**RECORD LIST:**
--- start ---

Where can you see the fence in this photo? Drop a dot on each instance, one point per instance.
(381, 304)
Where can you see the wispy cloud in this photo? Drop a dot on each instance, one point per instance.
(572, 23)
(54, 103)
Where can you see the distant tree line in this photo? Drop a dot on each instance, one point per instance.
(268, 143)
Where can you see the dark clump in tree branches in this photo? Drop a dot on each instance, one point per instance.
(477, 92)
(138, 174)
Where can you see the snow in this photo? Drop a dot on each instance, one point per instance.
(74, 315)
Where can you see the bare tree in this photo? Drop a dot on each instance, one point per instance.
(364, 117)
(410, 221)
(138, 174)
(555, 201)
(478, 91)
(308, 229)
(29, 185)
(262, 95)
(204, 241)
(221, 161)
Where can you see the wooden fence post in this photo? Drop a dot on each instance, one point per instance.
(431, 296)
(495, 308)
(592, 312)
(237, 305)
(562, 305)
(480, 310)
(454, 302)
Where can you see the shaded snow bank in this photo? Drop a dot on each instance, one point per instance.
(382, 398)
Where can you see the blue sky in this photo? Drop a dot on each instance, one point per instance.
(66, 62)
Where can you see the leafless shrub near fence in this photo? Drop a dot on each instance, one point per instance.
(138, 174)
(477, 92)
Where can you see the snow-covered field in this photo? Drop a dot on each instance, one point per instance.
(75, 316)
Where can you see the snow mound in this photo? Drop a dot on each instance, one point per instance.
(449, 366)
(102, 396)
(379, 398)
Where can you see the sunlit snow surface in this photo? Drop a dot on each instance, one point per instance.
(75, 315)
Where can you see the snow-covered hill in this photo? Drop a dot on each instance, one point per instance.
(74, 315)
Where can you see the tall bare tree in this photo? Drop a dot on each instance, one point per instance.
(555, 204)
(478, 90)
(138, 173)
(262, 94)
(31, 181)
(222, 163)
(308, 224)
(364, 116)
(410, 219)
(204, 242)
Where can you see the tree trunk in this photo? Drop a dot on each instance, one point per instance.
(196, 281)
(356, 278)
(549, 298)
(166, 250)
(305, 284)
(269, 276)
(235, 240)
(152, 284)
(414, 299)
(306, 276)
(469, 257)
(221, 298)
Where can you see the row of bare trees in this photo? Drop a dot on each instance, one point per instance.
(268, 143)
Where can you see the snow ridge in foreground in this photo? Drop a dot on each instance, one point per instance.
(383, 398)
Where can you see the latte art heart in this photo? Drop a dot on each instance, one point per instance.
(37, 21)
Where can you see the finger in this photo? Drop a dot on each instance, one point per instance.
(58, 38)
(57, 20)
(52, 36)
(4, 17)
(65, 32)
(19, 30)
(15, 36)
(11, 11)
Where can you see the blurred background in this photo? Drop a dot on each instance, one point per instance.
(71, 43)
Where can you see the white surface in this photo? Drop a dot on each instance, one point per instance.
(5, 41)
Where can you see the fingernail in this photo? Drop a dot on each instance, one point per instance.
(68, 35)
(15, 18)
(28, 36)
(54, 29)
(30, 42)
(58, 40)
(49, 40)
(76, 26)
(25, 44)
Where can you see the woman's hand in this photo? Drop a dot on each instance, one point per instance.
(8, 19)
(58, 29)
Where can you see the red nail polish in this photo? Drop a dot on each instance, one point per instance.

--- end ---

**INSTRUCTION:** Restate every record exactly, leaving nothing out.

**RESPONSE TO THIS TASK:**
Where can you see the fence in this photo? Drop a dot on each instance, one point per instance.
(381, 304)
Where can you see the wispy cloud in this photo? Drop a dot on each instance, one point per instance.
(572, 23)
(54, 103)
Where can you see the distant tree line in this photo? Drop a dot on each instance, one point per instance.
(268, 143)
Where can you see the dark clump in tree branches in this photo? Drop a dot on each instance, one point per instance.
(477, 92)
(138, 174)
Where can you see the snow in this photo? Drop a dot on each instance, one point per instance.
(74, 315)
Where can you see the bare tree in this photo? Drop a dot on each instance, one point per instance.
(364, 117)
(410, 221)
(138, 174)
(555, 201)
(478, 91)
(308, 229)
(29, 185)
(262, 95)
(204, 241)
(221, 161)
Where can you see the wooden fence post in this photo? Drop a dot on each instance, one point per instance.
(431, 296)
(495, 308)
(592, 312)
(237, 305)
(562, 305)
(480, 310)
(454, 302)
Where can you see the shaded snow bank in this photo? Drop a dot on each instance, one point per instance.
(382, 398)
Where can you see the blue sky in this photo? Drop a dot on each instance, one point per instance.
(66, 62)
Where can you see the leafless shrub near fence in this photo? Drop a dot on each instance, one point per instance.
(138, 174)
(477, 92)
Where can you see the snow-covered field in this photo? Drop a dot on each instance, one point per instance.
(75, 316)
Where can you see the snow mound in this photo? Drop a dot on each instance, one point per instance.
(449, 366)
(102, 396)
(379, 398)
Where can you see the sunlit snow surface in this photo? Drop a dot on each instance, one point per instance.
(75, 315)
Where can you see the snow-covered hill in this photo? Drop a dot on each instance, one point per instance.
(74, 315)
Where can you see the tall bare tree in this photo? Drop a dot on each instance, one point per instance.
(555, 204)
(478, 90)
(138, 173)
(262, 94)
(31, 181)
(222, 163)
(308, 224)
(364, 116)
(410, 219)
(204, 242)
Where can you see the tree trunk in this photo? Drop a dot on each instance, one point per instance.
(196, 281)
(356, 278)
(549, 298)
(166, 250)
(305, 284)
(269, 276)
(235, 240)
(152, 284)
(414, 299)
(306, 276)
(469, 257)
(221, 298)
Where can you see the row of bare trees in this photo? Drop a dot on each instance, one point per instance.
(268, 143)
Where can you see the snow ridge in foreground in this photo? Drop a dot on each instance, one point per instance.
(383, 398)
Where can you see the latte art heart in this photo? Drop a dot on each instance, one point per instance.
(37, 21)
Where can you see the finger in this photo? Drop a dot on each instance, one point per instance.
(58, 38)
(57, 20)
(52, 36)
(4, 17)
(65, 32)
(19, 30)
(15, 36)
(11, 11)
Where can you see the blurred background in this photo? Drop a dot on each instance, one point per instance.
(71, 43)
Where can you see the white surface in this photo? Drop a dot on each instance, one point per instance.
(5, 41)
Where can you see the fingernail in this photo? Drop a dot on each instance, one point per instance.
(68, 35)
(15, 18)
(28, 36)
(54, 29)
(30, 42)
(58, 40)
(49, 40)
(76, 26)
(25, 44)
Where can you see the woman's hand in this photo? Drop a dot on each instance, one point per instance.
(8, 19)
(58, 29)
Where can you see the red nail polish in this photo? Drop a dot on each instance, one point per instance.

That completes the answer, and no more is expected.